*EXERCISE REQUIREMENTS*: Go through the records and filter out every line lacking the word "query"; copy the lines that remain.

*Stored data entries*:
______

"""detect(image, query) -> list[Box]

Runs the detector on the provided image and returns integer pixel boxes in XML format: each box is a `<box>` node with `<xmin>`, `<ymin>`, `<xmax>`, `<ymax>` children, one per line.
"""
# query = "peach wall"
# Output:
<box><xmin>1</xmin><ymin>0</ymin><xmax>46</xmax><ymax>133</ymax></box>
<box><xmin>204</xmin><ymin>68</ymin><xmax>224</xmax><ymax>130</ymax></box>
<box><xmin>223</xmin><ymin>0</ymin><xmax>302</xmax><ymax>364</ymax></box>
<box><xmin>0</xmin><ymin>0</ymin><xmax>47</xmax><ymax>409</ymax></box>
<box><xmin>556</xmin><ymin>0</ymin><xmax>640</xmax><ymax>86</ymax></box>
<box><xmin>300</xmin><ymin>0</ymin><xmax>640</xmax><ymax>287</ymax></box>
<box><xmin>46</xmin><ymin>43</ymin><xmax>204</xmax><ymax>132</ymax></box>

______

*PROBLEM SOLUTION*:
"""detect(image, query) -> list[Box]
# query = "peach wall"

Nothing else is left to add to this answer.